▶ **TASK**:
Every record must reappear in the answer exactly as given.

▶ **DATA LISTING**:
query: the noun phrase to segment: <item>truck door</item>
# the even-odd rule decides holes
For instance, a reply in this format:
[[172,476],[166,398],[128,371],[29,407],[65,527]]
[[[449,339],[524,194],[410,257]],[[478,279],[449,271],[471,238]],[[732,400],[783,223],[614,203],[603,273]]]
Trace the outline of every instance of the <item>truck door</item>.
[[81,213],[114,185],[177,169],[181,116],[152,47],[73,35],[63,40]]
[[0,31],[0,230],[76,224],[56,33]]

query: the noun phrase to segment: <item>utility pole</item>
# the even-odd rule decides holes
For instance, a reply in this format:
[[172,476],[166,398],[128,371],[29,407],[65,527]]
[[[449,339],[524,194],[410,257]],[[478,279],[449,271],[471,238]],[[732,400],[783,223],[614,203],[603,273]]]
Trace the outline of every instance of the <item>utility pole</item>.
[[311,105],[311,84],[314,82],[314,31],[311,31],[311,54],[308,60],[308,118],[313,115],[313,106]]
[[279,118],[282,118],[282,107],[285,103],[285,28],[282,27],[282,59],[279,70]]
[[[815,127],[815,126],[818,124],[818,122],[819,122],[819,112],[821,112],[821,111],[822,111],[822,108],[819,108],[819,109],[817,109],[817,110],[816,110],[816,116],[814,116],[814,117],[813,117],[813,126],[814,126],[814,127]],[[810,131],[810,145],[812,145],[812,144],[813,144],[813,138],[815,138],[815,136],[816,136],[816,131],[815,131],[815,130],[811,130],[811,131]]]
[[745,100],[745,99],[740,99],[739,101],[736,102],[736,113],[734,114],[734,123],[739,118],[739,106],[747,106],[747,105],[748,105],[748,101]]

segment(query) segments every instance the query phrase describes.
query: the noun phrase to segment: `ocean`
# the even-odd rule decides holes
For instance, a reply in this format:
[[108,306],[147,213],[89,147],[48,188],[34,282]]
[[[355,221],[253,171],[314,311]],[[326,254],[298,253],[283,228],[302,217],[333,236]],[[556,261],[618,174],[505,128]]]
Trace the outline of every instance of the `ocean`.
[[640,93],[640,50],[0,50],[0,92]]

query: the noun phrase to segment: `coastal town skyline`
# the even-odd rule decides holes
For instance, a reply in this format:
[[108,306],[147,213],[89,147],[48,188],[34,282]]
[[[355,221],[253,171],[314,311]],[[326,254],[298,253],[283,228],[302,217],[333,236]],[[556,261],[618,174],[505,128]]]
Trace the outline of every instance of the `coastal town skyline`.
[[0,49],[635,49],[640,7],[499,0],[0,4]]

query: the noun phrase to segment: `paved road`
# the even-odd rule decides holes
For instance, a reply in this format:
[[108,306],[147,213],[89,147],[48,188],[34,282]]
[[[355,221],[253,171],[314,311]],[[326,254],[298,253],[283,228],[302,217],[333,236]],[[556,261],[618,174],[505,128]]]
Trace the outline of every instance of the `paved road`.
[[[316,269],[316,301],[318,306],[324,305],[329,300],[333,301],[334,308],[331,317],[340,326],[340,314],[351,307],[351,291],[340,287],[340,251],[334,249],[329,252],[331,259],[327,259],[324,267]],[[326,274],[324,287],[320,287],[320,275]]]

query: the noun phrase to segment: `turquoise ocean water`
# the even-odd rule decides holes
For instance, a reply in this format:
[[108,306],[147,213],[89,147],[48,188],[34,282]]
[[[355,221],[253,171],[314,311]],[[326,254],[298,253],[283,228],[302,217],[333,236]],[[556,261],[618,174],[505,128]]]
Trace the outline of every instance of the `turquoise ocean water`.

▶ **RESULT OF THIS TASK**:
query: the noun phrase to segment: <item>truck door</item>
# the even-odd rule decides holes
For instance, a reply in this format:
[[172,476],[166,398],[128,371],[29,407],[65,527]]
[[[449,339],[524,194],[410,257]],[[478,279],[449,271],[471,238]],[[732,400],[783,223],[614,203],[603,273]]]
Trace the outline of every instance of the <item>truck door</item>.
[[81,213],[114,185],[177,169],[181,116],[152,47],[73,35],[63,40]]
[[0,31],[0,230],[76,224],[56,33]]

query: the noun phrase to segment: <item>utility pole</item>
# the even-odd rule decides holes
For instance, a reply in this format:
[[172,476],[166,398],[128,371],[29,407],[65,527]]
[[[449,339],[524,194],[410,257]],[[478,279],[449,271],[471,238]],[[732,400],[783,223],[614,203],[603,273]]]
Trace the outline of every instance of the <item>utility pole</item>.
[[311,105],[311,84],[314,82],[314,31],[311,31],[311,54],[308,60],[308,118],[313,115],[313,106]]
[[279,118],[282,118],[282,107],[285,103],[285,28],[282,27],[282,59],[279,70]]
[[[815,127],[815,126],[818,124],[818,122],[819,122],[819,112],[821,112],[821,111],[822,111],[822,108],[819,108],[819,109],[817,109],[817,110],[816,110],[816,116],[814,116],[814,117],[813,117],[813,126],[814,126],[814,127]],[[810,131],[810,145],[812,145],[812,144],[813,144],[813,138],[815,138],[815,136],[816,136],[816,131],[815,131],[815,130],[811,130],[811,131]]]
[[745,100],[745,99],[740,99],[739,101],[736,102],[736,113],[734,114],[734,123],[739,118],[739,106],[747,106],[747,105],[748,105],[748,101]]

segment(query) segments every instance the query phrase describes.
query: the noun phrase to segment: `ocean`
# the even-odd rule decides holes
For instance, a reply in this format:
[[108,306],[147,213],[89,147],[48,188],[34,282]]
[[[355,221],[253,171],[314,311]],[[326,254],[298,253],[283,228],[302,217],[333,236]],[[556,261],[618,174],[505,128]]]
Trace the outline of every instance of the `ocean`.
[[640,93],[640,50],[0,50],[0,92]]

query: the noun phrase to segment: `coastal town skyline`
# the even-odd rule decides holes
For instance, a reply in this format:
[[108,306],[147,213],[89,147],[48,188],[34,282]]
[[[355,221],[253,171],[314,311]],[[326,254],[298,253],[283,228],[302,217],[333,236]],[[556,261],[618,174],[505,128]]]
Trace the outline of every instance of the `coastal town skyline`.
[[0,49],[635,49],[640,7],[499,0],[0,4]]

query: the noun phrase to segment: `paved road`
# the even-odd rule decides holes
For instance, a reply in this format:
[[108,306],[147,213],[89,147],[48,188],[34,282]]
[[[355,221],[253,171],[314,311]],[[326,254],[298,253],[283,228],[302,217],[333,236]],[[556,261],[618,174],[505,128]]]
Trace the outline of every instance of the `paved road`.
[[[316,269],[316,301],[318,306],[324,305],[329,300],[333,301],[334,308],[331,317],[340,326],[340,314],[351,307],[351,291],[340,287],[340,251],[334,249],[329,252],[331,259],[327,259],[324,267]],[[326,274],[324,287],[320,287],[320,275]]]

query: the noun phrase to segment: `turquoise ocean water`
# the even-odd rule decides holes
For instance, a reply in this format:
[[108,306],[147,213],[89,147],[48,188],[34,282]]
[[[355,221],[253,171],[314,311]],[[326,254],[298,253],[283,228],[302,217],[333,236]],[[556,261],[618,174],[505,128]]]
Trace the outline of every instance of the `turquoise ocean water`.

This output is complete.